■ Exercise set ■
(a) Which award shows are named in the awards-performance ranking?
(b) Transcribe the awards-performance ranking between "Pity poor Joss" and "be a triumph.", inclusive.

■ Page extract ■
· · · · ·
75. Justin Bieber, "What Do You Mean" / "Where Are U Now" / "Sorry" (American Music Awards, 2014)
The Bieb capped a stunning comeback year with an AMAs performance that picked up where he left off two years earlier as one of the planet's biggest pop stars -- with much better songs to work with now, too. "Sorry" in particular, with its perpetual downpour barely dampening the sweat-shirted singer's glow, felt like the rainbow after Bieber had finally made it through the rain.
74. Madonna, Britney Spears, Christina Aguilera & Missy Elliott, "Like a Virgin" / "Hollywood" (MTV Video Music Awards, 2003)
Ten points if you even remember what songs were performed in this one! The all-star kick-off to the '03 VMAs was meant to pay tribute to Madonna's MTV legacy while promoting her latest American Life single -- and it accomplished both pretty well -- but let's be honest: all anyone took from it was the kiss between Madge and Britney (and to a lesser extent Xtina), the first proto-viral moment to make us all wish, "If only the Internet had somewhere we could all react to this at the same time..."
73. Melissa Etheridge & Joss Stone, "Cry Baby" / "Piece of My Heart" (Grammys, 2005)
Pity poor Joss Stone, who sings her heart out in an admirable-enough attempt to do right by Janis Joplin in this tribute to the late rock great, but just gets completely murked by Melissa Etheridge, breathing 100 proof whiskey as she quickly proves the true Janis resurrector. This was Etheridge's return to the stage after undergoing chemotherapy for breast cancer the previous year, but you don't need to know that for it to be a triumph.
72. Pink, "Try" (American Music Awards, 2012)
A ballet, a one-act play and an extended action sequence all in one brilliantly choreographed number -- which Pink sang live, and pretty damn well. The singer-songwriter had gotten a little snarky about lip syncing at award shows back at that year's Billboard Music Awards; after this one, she'd earned the prerogative to be self-righteous about such things forever and always.
· · · · ·
Referring expression pointing data:
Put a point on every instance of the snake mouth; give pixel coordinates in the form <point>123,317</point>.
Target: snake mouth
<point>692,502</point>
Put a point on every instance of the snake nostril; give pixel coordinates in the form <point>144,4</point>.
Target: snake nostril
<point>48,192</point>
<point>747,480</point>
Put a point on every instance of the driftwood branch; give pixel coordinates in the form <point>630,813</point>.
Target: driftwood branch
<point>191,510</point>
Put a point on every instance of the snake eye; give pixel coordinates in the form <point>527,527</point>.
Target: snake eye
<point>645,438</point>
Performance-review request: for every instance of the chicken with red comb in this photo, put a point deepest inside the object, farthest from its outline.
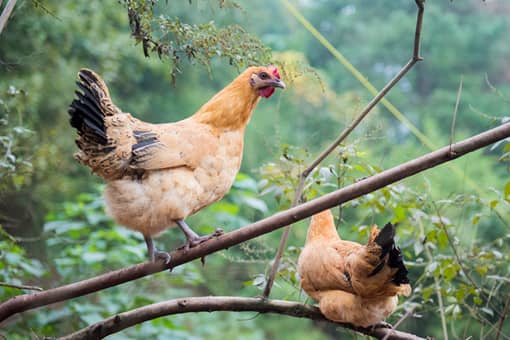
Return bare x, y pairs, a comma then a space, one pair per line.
158, 174
353, 283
· · · · ·
■ Answers provided ■
(a) American Music Awards, MTV Video Music Awards, Grammys, Billboard Music Awards

(b)
Pity poor Joss Stone, who sings her heart out in an admirable-enough attempt to do right by Janis Joplin in this tribute to the late rock great, but just gets completely murked by Melissa Etheridge, breathing 100 proof whiskey as she quickly proves the true Janis resurrector. This was Etheridge's return to the stage after undergoing chemotherapy for breast cancer the previous year, but you don't need to know that for it to be a triumph.